◆ EXERCISE BRIEF: Please output only the lines that run from the line containing "Locate the woman's smiling" through the end of the material below, exactly.

◆ SUPPLIED RECORDS:
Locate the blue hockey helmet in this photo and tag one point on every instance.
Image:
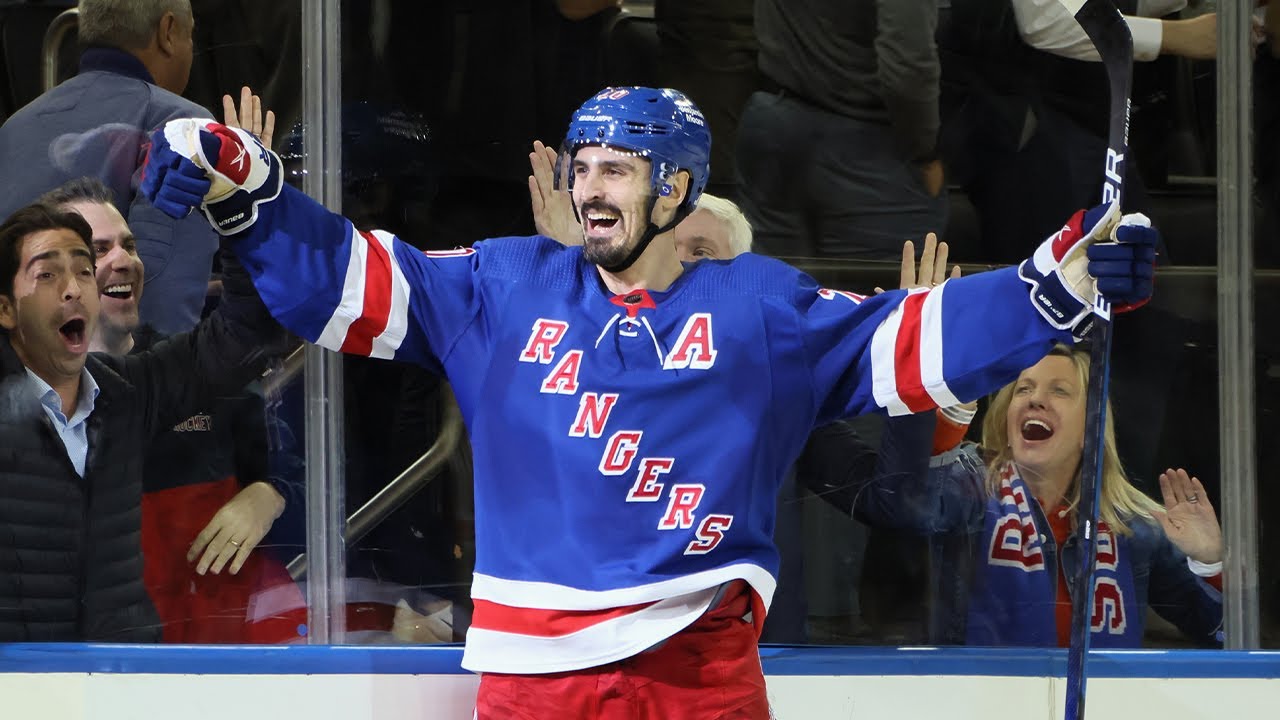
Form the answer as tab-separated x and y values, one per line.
662	126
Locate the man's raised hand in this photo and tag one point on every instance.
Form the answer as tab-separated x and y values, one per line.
553	209
250	115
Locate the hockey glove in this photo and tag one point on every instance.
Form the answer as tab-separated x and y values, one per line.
1096	251
241	173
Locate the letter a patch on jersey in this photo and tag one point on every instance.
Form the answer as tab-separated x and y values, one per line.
695	347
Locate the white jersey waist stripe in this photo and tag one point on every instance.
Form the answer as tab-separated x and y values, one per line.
549	596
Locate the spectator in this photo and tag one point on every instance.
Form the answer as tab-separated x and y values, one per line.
135	65
205	481
73	427
1006	527
839	156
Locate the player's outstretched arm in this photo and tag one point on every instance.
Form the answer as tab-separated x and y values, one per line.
910	351
346	290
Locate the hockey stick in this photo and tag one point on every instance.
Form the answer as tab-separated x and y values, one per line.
1110	36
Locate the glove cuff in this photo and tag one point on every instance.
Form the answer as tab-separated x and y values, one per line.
1054	297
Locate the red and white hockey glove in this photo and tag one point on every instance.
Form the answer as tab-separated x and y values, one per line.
241	173
1098	259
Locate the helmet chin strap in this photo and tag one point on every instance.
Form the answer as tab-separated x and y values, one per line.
649	233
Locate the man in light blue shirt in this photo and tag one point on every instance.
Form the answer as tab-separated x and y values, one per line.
74	428
72	431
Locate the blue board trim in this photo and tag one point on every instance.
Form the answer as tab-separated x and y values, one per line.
778	660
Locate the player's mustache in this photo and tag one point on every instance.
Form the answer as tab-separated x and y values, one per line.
599	205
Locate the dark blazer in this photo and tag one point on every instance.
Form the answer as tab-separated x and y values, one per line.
71	559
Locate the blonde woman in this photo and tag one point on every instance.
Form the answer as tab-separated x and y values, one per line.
1006	527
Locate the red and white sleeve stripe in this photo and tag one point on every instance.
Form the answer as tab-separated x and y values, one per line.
371	317
908	354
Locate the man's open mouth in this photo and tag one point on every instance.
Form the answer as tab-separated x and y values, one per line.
73	332
119	291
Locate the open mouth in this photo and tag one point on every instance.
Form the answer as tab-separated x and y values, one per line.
1037	431
600	222
119	291
73	333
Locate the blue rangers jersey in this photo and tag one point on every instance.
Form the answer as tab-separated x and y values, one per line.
629	449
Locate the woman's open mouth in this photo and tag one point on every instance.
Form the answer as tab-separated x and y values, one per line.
1037	431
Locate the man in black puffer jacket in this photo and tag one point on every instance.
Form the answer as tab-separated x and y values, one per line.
73	429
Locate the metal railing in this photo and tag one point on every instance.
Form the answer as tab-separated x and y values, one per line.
403	487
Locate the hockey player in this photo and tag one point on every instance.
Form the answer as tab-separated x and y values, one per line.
625	561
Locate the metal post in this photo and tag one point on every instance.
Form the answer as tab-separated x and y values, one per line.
1235	326
321	92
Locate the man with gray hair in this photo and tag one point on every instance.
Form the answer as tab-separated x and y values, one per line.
136	62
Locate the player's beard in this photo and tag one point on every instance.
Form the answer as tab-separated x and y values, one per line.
607	253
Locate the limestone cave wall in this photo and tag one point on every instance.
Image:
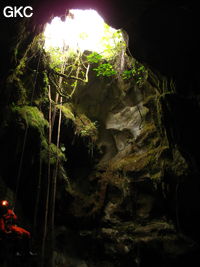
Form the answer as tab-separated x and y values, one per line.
128	180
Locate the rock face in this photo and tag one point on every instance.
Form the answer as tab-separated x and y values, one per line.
128	181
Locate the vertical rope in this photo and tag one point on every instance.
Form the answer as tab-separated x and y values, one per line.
48	183
26	133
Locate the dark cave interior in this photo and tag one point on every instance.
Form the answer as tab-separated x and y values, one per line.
136	206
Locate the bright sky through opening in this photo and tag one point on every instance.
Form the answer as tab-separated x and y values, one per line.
82	30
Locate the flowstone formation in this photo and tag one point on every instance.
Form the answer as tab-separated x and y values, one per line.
118	169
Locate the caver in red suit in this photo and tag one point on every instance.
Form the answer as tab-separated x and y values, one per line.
9	229
8	222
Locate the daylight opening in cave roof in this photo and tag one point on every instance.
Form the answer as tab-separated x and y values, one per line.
80	31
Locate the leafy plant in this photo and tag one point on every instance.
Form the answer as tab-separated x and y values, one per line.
94	57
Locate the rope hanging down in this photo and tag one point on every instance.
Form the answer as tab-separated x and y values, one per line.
25	134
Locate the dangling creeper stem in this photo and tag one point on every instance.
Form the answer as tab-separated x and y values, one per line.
48	184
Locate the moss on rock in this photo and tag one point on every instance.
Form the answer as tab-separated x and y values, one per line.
32	116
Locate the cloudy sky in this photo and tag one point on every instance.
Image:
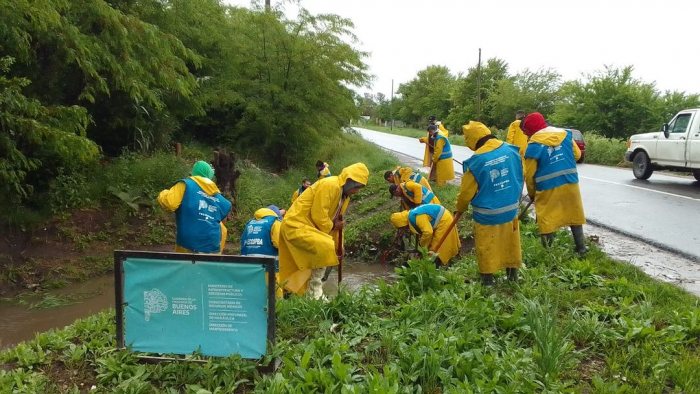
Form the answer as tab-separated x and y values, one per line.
659	38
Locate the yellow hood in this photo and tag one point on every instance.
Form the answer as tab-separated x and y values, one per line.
550	136
206	184
473	132
399	219
263	213
358	172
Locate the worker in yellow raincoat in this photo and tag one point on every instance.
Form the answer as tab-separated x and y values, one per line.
405	174
552	179
515	134
200	211
492	182
323	170
413	194
304	185
310	226
442	158
431	221
429	141
260	237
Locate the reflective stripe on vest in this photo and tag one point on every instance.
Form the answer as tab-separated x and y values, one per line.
433	210
499	175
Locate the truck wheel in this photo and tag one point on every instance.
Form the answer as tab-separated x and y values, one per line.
641	166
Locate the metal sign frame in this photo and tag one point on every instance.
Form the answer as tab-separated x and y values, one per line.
121	255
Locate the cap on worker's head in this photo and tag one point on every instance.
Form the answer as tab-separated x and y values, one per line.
392	189
473	132
276	210
203	169
399	219
533	123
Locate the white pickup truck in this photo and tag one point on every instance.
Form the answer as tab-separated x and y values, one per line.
675	147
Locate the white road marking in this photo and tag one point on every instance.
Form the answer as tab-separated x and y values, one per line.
641	188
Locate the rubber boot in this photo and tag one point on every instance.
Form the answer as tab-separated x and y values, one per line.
579	239
512	274
487	279
547	239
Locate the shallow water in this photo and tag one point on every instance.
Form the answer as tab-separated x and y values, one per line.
19	322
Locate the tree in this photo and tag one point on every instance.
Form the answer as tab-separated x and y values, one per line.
611	102
427	94
466	92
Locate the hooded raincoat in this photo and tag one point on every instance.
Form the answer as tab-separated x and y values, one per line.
560	206
427	159
516	137
307	238
431	234
444	170
171	199
497	246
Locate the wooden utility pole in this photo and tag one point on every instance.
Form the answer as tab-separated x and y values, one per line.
391	105
478	88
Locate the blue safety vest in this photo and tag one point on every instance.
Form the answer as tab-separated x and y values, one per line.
256	239
446	149
434	211
198	219
556	165
499	174
427	194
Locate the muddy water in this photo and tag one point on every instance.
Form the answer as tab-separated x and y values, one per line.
657	263
20	323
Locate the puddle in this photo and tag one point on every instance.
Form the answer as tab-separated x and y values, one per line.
659	264
20	322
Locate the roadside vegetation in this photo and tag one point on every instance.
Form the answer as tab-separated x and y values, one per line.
569	325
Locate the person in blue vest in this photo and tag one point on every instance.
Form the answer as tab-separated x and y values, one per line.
413	194
261	236
200	211
552	179
492	182
431	222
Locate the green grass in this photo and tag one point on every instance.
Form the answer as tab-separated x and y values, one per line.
570	325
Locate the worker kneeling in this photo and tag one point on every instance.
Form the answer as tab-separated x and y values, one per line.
261	236
552	179
413	194
492	183
431	222
309	233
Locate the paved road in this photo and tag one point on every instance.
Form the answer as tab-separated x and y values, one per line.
663	211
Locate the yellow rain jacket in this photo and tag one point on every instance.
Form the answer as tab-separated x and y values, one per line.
307	239
416	189
427	162
444	169
562	205
405	176
170	200
516	137
497	246
429	236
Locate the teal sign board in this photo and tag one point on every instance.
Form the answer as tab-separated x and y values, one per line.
180	306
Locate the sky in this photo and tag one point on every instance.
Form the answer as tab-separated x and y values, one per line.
658	38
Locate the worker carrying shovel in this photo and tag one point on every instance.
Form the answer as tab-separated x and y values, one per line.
492	183
310	233
433	223
552	179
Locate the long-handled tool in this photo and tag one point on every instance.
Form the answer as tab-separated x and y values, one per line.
447	233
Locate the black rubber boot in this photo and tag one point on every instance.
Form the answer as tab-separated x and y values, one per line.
487	279
579	239
547	239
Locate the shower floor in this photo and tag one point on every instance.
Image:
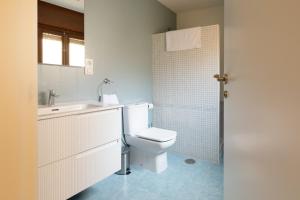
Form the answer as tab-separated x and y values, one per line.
200	181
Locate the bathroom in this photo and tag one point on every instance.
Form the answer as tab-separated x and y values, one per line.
149	99
121	38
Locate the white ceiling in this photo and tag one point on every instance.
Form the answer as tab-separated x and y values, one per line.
186	5
77	5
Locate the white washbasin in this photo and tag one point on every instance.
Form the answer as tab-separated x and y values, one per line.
48	110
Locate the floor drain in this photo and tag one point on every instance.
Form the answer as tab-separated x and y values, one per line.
190	161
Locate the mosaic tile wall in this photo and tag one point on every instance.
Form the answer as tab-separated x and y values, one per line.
186	96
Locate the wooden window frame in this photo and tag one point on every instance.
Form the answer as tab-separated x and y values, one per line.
64	33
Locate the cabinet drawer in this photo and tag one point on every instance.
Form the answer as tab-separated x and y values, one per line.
63	137
96	164
56	181
99	128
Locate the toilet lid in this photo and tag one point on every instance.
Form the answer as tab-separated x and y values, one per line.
156	134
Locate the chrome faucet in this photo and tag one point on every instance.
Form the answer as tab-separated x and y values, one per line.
52	96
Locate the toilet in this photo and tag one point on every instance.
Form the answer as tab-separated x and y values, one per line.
148	145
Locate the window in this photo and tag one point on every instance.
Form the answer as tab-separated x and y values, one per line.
60	35
52	49
61	47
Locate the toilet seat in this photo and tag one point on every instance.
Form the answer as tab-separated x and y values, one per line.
157	134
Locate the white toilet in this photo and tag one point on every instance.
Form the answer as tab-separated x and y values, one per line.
148	145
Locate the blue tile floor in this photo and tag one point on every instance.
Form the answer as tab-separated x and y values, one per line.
201	181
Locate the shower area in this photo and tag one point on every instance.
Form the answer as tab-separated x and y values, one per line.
186	97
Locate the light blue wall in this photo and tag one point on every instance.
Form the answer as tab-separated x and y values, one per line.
118	38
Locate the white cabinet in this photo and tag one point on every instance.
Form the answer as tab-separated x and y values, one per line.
89	169
77	151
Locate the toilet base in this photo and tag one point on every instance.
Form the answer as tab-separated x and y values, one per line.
148	160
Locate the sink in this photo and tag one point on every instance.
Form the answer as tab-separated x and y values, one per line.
48	110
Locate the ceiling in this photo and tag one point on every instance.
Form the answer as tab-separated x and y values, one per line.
77	5
186	5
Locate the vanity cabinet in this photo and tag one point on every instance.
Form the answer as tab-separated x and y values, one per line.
77	151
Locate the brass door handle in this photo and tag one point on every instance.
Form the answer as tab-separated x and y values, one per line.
220	78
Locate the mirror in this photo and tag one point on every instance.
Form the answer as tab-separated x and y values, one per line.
61	33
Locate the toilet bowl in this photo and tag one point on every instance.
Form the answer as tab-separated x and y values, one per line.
148	145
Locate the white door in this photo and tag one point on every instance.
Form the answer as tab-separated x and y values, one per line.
262	134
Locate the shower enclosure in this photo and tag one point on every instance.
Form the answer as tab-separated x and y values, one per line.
186	97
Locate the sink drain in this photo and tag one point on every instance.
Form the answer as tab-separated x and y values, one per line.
190	161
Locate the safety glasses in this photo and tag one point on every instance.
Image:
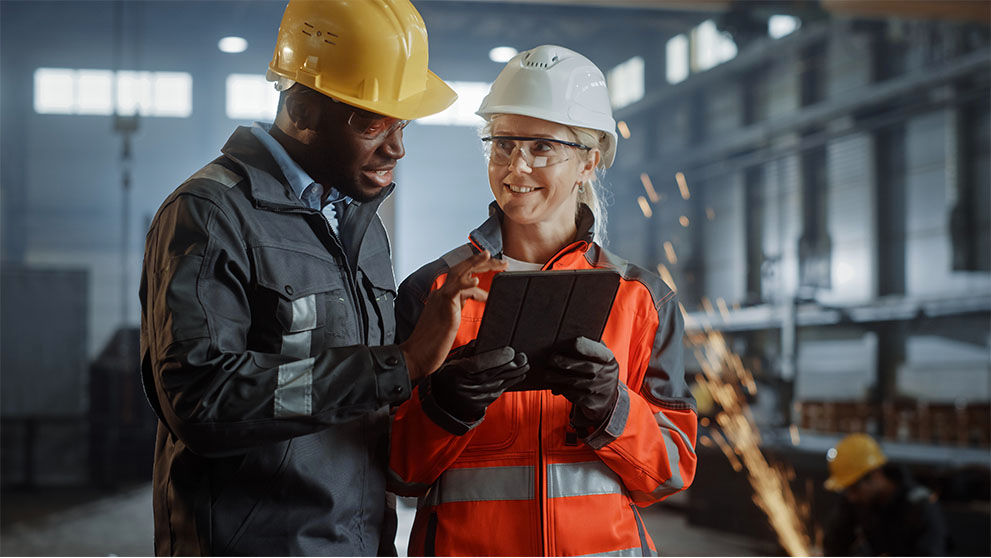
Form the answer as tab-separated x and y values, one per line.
370	125
536	152
373	126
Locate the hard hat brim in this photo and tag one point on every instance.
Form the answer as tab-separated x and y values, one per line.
435	97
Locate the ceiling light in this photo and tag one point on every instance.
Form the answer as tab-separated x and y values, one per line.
232	45
502	54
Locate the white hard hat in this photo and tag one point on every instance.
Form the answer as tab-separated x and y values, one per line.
556	84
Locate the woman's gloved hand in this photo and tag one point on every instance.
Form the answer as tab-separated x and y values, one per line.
468	383
586	372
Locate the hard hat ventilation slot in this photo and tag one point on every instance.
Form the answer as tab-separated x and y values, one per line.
540	59
310	31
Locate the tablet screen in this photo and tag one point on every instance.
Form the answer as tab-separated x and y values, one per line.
536	311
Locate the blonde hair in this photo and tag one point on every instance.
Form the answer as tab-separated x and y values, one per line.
590	193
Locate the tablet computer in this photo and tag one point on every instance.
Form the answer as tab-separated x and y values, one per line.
535	311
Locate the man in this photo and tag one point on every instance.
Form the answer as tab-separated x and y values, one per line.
882	512
267	302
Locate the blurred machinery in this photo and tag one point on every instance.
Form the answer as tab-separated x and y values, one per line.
822	201
66	421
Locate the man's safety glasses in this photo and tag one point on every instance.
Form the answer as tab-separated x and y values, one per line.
373	126
370	125
536	152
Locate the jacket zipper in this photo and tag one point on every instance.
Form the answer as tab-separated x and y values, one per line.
351	279
573	246
541	480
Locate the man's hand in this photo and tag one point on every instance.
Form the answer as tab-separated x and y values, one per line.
431	339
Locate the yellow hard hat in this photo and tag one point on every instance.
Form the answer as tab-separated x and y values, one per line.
370	54
851	459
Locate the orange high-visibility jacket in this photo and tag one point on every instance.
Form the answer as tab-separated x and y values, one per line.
520	482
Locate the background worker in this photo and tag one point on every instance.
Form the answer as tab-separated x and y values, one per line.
267	331
557	471
882	512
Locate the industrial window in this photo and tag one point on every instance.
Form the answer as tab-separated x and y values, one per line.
251	97
753	182
702	48
969	219
462	112
780	25
814	247
710	47
70	91
626	83
677	58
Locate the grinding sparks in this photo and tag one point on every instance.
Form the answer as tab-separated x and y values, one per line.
624	130
648	186
728	381
682	185
669	251
644	206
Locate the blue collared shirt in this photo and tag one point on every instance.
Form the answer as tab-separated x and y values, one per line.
305	188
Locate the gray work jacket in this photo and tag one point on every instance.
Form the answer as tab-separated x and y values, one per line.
267	353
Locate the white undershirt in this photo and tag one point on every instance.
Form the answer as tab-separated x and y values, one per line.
518	265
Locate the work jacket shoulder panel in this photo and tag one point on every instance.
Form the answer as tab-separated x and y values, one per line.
660	292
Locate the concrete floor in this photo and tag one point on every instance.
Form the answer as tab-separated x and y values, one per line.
121	525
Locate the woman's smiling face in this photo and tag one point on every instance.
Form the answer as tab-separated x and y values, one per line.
541	195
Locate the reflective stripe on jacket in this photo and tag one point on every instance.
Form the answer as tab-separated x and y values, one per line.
520	482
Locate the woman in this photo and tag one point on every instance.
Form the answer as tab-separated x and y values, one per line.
560	471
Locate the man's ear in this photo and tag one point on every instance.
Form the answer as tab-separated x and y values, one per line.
303	110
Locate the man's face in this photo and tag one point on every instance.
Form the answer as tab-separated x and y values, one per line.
354	150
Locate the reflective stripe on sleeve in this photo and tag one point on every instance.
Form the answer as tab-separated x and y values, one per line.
479	484
624	552
293	395
581	479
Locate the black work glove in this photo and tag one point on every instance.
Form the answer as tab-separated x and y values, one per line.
585	372
467	384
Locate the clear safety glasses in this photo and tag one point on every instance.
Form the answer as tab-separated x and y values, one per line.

◆ TASK OUTPUT:
Locate the woman's smiling face in this photo and tag one point on every instance.
Form the answer as tab-separated x and y values, one per line.
541	195
Locate the reflective stripe on jacket in this photo and tag one point on every instance.
Form the answer as tab-separated x and y values, one per line.
520	482
Locate the woman in this photo and tag one point on every instance.
Form the answer as tab-separated x and y values, one per line.
560	471
Locate the man's ear in this photo and tag one point on every instance.
Form the answer as tab-separated x and y values, one per line.
303	110
Locate the man's face in this photo and tag one point on every instance.
Form the answer as tab-separated x and y values, one per line.
354	150
Locate the reflective stripe on sleeve in this photo and tag one point on every instance.
Form the answer as tab-separated x and y values, one per line.
479	484
624	552
293	395
581	479
Locate the black work glove in this photo and tag one point on every instance.
Form the answer as tab-separated x and y values, one per line.
585	372
467	384
Locate the clear safety glasses in this photo and tag one point on every instance.
Form the answer as tab-separated x and y values, one per line.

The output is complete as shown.